-------- EXERCISE MATERIALS

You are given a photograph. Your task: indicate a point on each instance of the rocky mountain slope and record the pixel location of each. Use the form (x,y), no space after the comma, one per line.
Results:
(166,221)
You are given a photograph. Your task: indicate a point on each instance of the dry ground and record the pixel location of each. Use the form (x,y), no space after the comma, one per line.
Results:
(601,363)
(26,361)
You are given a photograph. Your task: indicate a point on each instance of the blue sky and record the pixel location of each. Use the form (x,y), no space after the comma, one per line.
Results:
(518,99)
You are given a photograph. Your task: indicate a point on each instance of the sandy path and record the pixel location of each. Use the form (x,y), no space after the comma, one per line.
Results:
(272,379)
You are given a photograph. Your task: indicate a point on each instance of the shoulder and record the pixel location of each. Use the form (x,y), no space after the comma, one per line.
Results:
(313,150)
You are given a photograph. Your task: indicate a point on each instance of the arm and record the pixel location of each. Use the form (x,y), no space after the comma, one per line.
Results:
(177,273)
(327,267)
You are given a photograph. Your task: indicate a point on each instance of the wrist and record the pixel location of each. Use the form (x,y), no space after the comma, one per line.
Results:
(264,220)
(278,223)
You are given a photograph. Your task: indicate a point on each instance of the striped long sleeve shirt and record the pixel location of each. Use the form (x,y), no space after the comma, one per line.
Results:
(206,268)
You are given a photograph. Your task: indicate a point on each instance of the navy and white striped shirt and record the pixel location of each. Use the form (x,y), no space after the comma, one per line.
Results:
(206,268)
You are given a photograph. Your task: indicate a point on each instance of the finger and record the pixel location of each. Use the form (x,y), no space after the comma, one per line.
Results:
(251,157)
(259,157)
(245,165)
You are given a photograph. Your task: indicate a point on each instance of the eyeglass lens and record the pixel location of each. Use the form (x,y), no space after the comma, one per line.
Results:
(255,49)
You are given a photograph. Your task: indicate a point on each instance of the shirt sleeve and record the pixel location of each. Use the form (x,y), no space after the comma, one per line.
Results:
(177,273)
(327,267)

----------------

◆ **TRY IT**: Go through the data and return every record exactly.

◆ **SOLUTION TO THE EXERCISE**:
You are given a photograph. Your task: indicate a point on each instance of the rocky mountain slope and record the pixel location of each. Use the form (x,y), no space after the comma, one per line.
Results:
(166,221)
You are given a photograph. Your task: indicate a point on each instance of the dry ground and record the pixel location of each. Use the form (x,y), no space after the comma, one per line.
Results:
(601,363)
(26,361)
You are given a photograph. Your task: indicate a point on each instance of the blue sky and record the pixel location of each. Use the form (x,y), no space after the comma, one per line.
Results:
(518,99)
You are given a photograph. Your task: indicate a point on each instance of the sandy path and record the pixel location of each. Use the form (x,y), no space after the comma, one per line.
Results:
(272,379)
You are given a photograph. Your task: indicate a point on each instance of the shoulder and record the pixel location of each. Use the form (x,y), no space after the comma, one per line.
Results:
(313,150)
You are given a photograph. Your task: indicate a point on each instance of the arm and record the pixel location of each. Use the form (x,y), no space after the comma, one per line.
Results:
(177,273)
(327,267)
You are given a photograph. Your task: indicate a point on each instance of the wrist and record the pixel location of each. Use the form (x,y), no space after the comma, one per line.
Results:
(264,220)
(278,223)
You are given a photograph. Your task: indicate a point on each instance of the striped long sleeve shirt and record the pixel location of each. Use the form (x,y), no space after the comma, one per line.
Results:
(206,268)
You are given a photograph. Your task: indicate a point on each instance of the navy and white striped shirt and record the pixel location of each. Use the form (x,y), no space after the comma, one per line.
Results:
(206,268)
You are given a photograph. Your task: indicate a point on each instance of the finger and record the pixel location of each. Use the form (x,y), no space after the comma, one per line.
Results:
(251,157)
(259,157)
(245,165)
You are given a photograph. Your task: indicate a point on each instance of the eyeglass lens and record the pixel location of each. Use the form (x,y), no space after the comma, one per line.
Results:
(255,49)
You are given a photograph. Your task: indicate a point on each instance of the shirt sleeve and record the pixel location of each. Use the form (x,y), no space after the comma, one per line.
Results:
(177,273)
(327,267)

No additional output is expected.